**Tugas Latihan**
• A. Menurut teks tentang pola asuh dan konsep diri, apa yang turut memberi pengaruh signifikan terhadap konsep diri yang terbentuk?
• B. Lanjutkan teks tentang pola asuh dan konsep diri mulai dari sesudah kalimat terakhirnya.

**Kutipan Teks**
++++++++++++++++++++
HUBUNGAN POLA ASUH ORANG TUA

DENGAN KONSEP DIRI SISWA KELAS XI

SMA KRISTEN 1 SALATIGA

 

Santa Yopita Br Kemit

Mahasiswa Progdi BK-FKIP-UKSW

 

ABSTRAK

Konsep diri merupukan dimensi yang paling penting dalam kepribadian. Konsep diri adalah salah satu faktor yang mempengaruhi bagaimana seorang siswa bersikap dan berprilaku. Jika siswa tersebut memandang dir sendiri tidak mampu, tidak berdaya dan hal negatif lainnya, akan mempengaruhi diri sendiri dalam berusaha. Selanjutnya konsep diri didefenisikan sebagai semua perasaan dan pemikiran sesorang mengenai diri sendiri, yang meliputi kemampuan, karakter diri, sikap, tujuan hidup, kebutuhan dan penampilan diri. Pola asuh orang tua turut memberi pengaruh yang signifikan terhadap konsep diri yang terbentuk. Orang tua sebgai tempat siswa bercerita dan menerima pendidikan untuk itu positif, negatif konsep diri siwa ditentukan oleh bagaimana pola asuh orang tua siswa tersebut.

Kata Kunci: pola asuh, konsep diri

 

PENDAHULUAN

Latar Belakang Masalah

Masa remaja merupakan masa yang sulit kerena pada masa tersebut remaja mulai mencari identitas diri atau jati diri, kedewasaan berpikir dan pembentukan kepribaadian mulai dibentuk pada masa ini. Konsep diri merupakan inti pola kepribadian yang mempengaruhi berbagai sifat, sehinggaa apabila sesoraang memiliki konsep diri yang positif, maka seseorang tersebut dapat mengembangkan sifat percaaya diri, harga diri, dan penyesuaian sosial yang baik. (Ariyani, 2004)
++++++++++++++++++++
**Baris Data**
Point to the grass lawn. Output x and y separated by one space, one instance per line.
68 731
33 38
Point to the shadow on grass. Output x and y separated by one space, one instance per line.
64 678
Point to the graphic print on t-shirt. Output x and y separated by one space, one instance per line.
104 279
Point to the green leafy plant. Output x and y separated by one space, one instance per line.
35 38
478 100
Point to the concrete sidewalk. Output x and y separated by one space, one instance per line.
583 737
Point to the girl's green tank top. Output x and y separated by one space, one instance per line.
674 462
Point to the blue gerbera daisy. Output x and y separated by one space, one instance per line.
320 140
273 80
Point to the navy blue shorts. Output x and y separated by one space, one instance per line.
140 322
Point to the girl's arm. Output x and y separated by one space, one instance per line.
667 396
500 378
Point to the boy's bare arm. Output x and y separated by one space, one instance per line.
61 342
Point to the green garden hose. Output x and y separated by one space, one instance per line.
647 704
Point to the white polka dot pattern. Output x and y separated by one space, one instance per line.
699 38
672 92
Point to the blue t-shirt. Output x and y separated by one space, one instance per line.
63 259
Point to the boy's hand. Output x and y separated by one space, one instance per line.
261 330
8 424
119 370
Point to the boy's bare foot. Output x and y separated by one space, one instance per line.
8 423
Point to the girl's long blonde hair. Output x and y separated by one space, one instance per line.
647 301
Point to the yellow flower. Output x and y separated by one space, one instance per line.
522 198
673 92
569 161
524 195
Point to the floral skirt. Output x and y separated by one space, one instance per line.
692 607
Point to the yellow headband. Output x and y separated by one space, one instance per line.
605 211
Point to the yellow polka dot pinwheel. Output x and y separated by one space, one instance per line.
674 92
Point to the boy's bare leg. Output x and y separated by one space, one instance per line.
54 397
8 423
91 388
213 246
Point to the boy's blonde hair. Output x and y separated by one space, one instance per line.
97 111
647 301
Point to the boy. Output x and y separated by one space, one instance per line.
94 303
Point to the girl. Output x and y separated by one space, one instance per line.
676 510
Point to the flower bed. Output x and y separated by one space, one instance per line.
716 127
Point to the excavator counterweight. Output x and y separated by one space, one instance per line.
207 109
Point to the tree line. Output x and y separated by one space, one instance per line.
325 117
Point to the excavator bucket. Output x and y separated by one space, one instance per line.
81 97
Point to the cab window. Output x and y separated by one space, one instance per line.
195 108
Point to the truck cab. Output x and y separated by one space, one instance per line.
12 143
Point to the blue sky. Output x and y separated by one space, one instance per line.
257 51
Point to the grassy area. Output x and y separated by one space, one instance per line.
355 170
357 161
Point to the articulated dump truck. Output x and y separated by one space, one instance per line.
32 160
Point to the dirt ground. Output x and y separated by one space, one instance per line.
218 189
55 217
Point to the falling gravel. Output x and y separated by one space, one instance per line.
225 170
++++++++++++++++++++
**Jawaban Latihan**
• A. Pola asuh orang tua.

• B.
Pengalaman dan pola asuh orang tua turut memberi pengaruh yang signifikan terhadap konsep diri yang terbentuk. Sikap positif orang tua yang terbaca oleh anak, akan mengembangkan konsep diri dan pemikiran yang positif serta menghargai diri sendiri. Sikap negatif orang tua akan mengundang pertanyaan pada anak dan menimbulkan asumsi bahwa dirinya tidak cukup berharga utnuk dikasihi dan disayangi. Semua ini akibat kekurangan yang ada padanya sehingga orang tua tidak menyayanginya. (Rini. 2000).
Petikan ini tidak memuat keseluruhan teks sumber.